- [EXERCISE REQUIREMENTS]:
1. In the forum thread about CPE Bach, which of his string symphonies does clavichorder call a favorite?
2. In the forum thread about CPE Bach, rewrite the part that opens with the words containing "Great Composer. And" and closes with "(Jul 11, 2008)", putting "Mozart" in place of "Haydn".
3. Continue the forum thread about CPE Bach from its final line.

- [EXERCISE PASSAGE]:

# CPE Bach, an appreciation



## KenOC (Mar 7, 2011)

I've never had CPE Bach fever, though I've always (vaguely) appreciated his unusual approach to music. He's never seemed to fit the mold of "galante" music either. Now I'm getting a bit more enthusiastic, thanks to a couple of CDs of his transverse flute concertos played by flautist Alexis Kossenko with the Arte dei Suonatori. Here's a sample.


----------



## clavichorder (May 2, 2011)

His complete String Symphonies op 183 are available on youtube:





The more I've listened to this particular group of orchestral pieces, I realize how excellent they are. My favorite is no. 4 in A major. Its perhaps the most unpredictable.

Overall, CPE Bach is deservedly the "highest ranking" composer of the Bach sons. But you might get the W.F. Bach bug as well, his music is like a more condensed version of his younger brother's, both in output and in contrapuntal density/harmonic oddity. Both brothers are truly deserving of more fans, but WF's natural genius was possibly one of the greatest of his time.

All those Bach sons had their own unique spark, the elder two from the foundations of their father's teaching first hand, the younger 2 famous ones more from Carl Phillip perhaps.


----------



## Rapide (Oct 11, 2011)

His numerous keyboard sonatas are quite something. They are like a bridge between the Classical and early Romantic.


----------



## neoshredder (Nov 7, 2011)

Great Composer. And some of his music sounds quite galante to me. Though he didn't stick with one style imo. Similar to Haydn but maybe more daring.


----------



## Weston (Jul 11, 2008)

- [GIVEN DATA]:
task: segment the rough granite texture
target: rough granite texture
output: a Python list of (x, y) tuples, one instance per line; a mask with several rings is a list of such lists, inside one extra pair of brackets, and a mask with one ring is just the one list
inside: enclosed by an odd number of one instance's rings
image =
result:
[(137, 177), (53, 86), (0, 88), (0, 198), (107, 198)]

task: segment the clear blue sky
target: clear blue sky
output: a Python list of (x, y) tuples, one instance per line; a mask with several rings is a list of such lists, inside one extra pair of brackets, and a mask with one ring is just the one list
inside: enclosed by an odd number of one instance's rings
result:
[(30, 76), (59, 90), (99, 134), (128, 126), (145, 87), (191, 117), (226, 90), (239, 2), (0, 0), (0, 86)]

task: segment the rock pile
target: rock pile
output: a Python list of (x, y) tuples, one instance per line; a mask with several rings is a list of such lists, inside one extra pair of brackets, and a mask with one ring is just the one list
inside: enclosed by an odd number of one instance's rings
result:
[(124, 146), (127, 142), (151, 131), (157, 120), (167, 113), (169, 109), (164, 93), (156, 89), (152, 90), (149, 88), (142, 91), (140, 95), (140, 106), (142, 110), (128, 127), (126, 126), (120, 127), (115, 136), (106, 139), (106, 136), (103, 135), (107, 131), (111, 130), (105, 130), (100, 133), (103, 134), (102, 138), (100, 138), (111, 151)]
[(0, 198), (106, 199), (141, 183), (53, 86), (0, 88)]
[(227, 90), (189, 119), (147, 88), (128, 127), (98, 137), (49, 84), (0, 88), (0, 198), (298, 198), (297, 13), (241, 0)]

- [ANSWERS TO THE EXERCISES]:
1. No. 4 in A major.

2.
Great Composer. And some of his music sounds quite galante to me. Though he didn't stick with one style imo. Similar to Mozart but maybe more daring.


----------



## Weston (Jul 11, 2008)

3.
His music is still very contrapuntal, not so much as that of his father but in a Vivaldi way to my ears, and so I still categorize it as baroque even though I know it's from a later period. I used to enjoy his music a lot more when I had baroque fever. Now it sounds a little harsh or almost explosive to me. I find W. F. Bach far stranger and more interesting these days. Johann Christian is out of the question for me, all vesitges of baroque long fled.


----------



## Guest (Jan 31, 2013)

I really enjoy the recordings of Miklos Spanyi on BIS of his various keyboard works - both the solo works and the concerti. For those who have not explored the classical period outside of Haydn, Mozart, and Beethoven, I highly recommend C. P. E.


----------



## clavichorder (May 2, 2011)

Rapide said:


> His numerous keyboard sonatas are quite something. They are like a bridge between the Classical and early Romantic.


Yes! These are excellent but highly underecorded, especially on modern piano. Miklos Spanyi does many on the clavichord, but his playing tends to be slow and nuanced and I feel that the vitality of these compositions is lost as a result sometimes(however, they are excellent to meditate to in a trance like listening state as all well written slow clavichord music can be, still CPE has much proto Beethoven in him that must be heard). It would be great on clavichord if they had a more suitable to my ears interpretation CPE Bach's _Empfindsamer Stil_(million dollar word, look it up).

Pletnev has some modern piano sonatas but he doesn't do them to my liking. There is one gemlike CPE recording by Cziffra(no joke), and that's one way in which CPE can sound even romantic. The material is there, one just needs to play it with feeling above all.


----------



## Corvus (Aug 9, 2012)

How about the wonderful recording of harpsichord concertos by Andreas Staier and the Freiburger Barock Orchester? I never tire of this recording!
http://www.arkivmusic.com/classical/album.jsp?album_id=544884


----------



## clavichorder (May 2, 2011)

Corvus said:


> How about the wonderful recording of harpsichord concertos by Andreas Staier and the Freiburger Barock Orchester? I never tire of this recording!
> http://www.arkivmusic.com/classical/album.jsp?album_id=544884


Haven't heard it but I forgot about the concertos. They are his largest body of work, and I know that some of his greatest music is to be found in there. But some more routine stuff as well. This body of concertos is truly second only to Mozart's with concertos of that time period.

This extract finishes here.